[[ DATA PROVIDED open ]]

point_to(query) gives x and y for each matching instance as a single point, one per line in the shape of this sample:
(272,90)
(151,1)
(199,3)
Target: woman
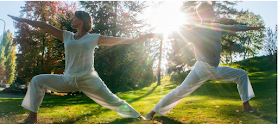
(80,74)
(206,38)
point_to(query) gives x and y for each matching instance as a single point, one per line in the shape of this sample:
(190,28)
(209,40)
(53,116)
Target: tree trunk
(159,63)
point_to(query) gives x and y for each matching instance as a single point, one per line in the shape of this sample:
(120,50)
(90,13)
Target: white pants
(91,85)
(201,73)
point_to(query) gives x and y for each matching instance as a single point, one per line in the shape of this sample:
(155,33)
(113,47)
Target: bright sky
(267,9)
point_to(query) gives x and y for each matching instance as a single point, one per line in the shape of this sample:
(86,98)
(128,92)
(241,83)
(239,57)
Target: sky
(267,9)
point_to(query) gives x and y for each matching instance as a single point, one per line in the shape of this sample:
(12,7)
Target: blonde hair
(86,18)
(202,6)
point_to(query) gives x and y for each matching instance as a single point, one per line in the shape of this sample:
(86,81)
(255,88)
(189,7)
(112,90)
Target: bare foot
(247,107)
(31,119)
(150,115)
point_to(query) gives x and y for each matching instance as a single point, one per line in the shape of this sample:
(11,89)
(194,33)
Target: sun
(166,17)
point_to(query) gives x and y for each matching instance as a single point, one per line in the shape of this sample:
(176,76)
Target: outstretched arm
(58,33)
(110,41)
(237,28)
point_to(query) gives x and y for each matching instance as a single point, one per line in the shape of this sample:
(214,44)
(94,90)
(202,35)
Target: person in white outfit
(80,74)
(206,39)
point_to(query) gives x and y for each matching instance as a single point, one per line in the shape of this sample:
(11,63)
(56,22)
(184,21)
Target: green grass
(213,102)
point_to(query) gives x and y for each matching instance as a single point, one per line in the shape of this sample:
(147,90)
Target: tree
(271,45)
(250,40)
(8,56)
(40,52)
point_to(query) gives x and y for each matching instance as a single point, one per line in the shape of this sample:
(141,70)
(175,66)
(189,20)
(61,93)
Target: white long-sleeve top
(79,54)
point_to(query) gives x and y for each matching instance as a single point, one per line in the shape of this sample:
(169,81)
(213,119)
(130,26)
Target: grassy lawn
(213,102)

[[ DATA PROVIDED closed ]]

_EXERCISE_
Would you transcribe all of the data exactly, apart from its pictures?

_FINAL ANSWER_
point_to(query) gives x and y for each matching instance as a single point, one per line in the shape of this sample:
(272,90)
(151,1)
(199,3)
Target: woman
(80,74)
(206,38)
point_to(query) gives x and y for each matching instance as a single point, one per line in the shape of this sample:
(190,28)
(209,40)
(53,116)
Target: tree trunk
(159,63)
point_to(query) gives x and y for each matching instance as a single point, one per line in the shape of this sample:
(120,50)
(90,13)
Target: white pants
(91,85)
(201,73)
point_to(query) gives x and y for each matching instance as a single point, one per line in the shape of this sample:
(155,33)
(113,47)
Target: bright sky
(267,9)
point_to(query) gives x and y for each matching instance as a single point, one per line in the shape of this sample:
(86,98)
(128,92)
(241,83)
(239,57)
Target: sky
(267,9)
point_to(query) gives x and y for each matching instance as a single point, one per line in the shape of this sample:
(12,7)
Target: blonde hair
(86,18)
(202,6)
point_to(query) gives x and y for each matching instance as a single point, one per line in the shape of this sample:
(86,81)
(255,88)
(189,7)
(112,90)
Target: bare foot
(247,107)
(31,119)
(150,115)
point_to(query) gives x and y for each matching instance as a single point, one per line in the shape of this sample:
(11,89)
(194,33)
Target: sun
(166,17)
point_to(query) gives x and y for each matching instance as a single point, one per line in the shape of this sample:
(176,76)
Target: outstretched arm
(58,33)
(110,41)
(237,28)
point_to(query) gives x and y for each matching instance as a single point, one per line in the shape of this sample:
(214,44)
(94,90)
(202,35)
Target: person in white outfit
(80,74)
(206,39)
point_to(query) gives x and y for each matching instance as a single point, one per line in the shape of this sample:
(11,63)
(56,22)
(184,21)
Target: green grass
(213,102)
point_to(query) gives x and y for each matching instance as a single point, one per line in the shape of this sample:
(147,90)
Target: tree
(271,45)
(250,40)
(8,56)
(40,52)
point_to(query) gives x and y for each matching instance as a single point, one per line in the shape of this sample:
(141,70)
(175,66)
(189,20)
(61,93)
Target: white long-sleeve top
(79,54)
point_to(query) gives x and y for each matching instance as a single point, one per line in the shape of this sample:
(169,81)
(213,119)
(130,26)
Target: grassy lawn
(213,102)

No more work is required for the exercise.